Written instruction. Starting with the line that contains "Expected: one dot placed on each instance of the row" and going through the end of the entries, write those lines out again with "bamboo" changed to "wooden" and everything else left the same.

(Object location annotation entries)
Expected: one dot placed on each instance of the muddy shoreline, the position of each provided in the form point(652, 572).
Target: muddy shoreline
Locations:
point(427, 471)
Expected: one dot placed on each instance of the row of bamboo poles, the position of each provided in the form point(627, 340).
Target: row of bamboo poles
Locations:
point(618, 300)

Response below.
Expected: one dot placed on each instance of the row of wooden poles, the position of each provided in the form point(627, 340).
Target: row of wooden poles
Locations:
point(618, 300)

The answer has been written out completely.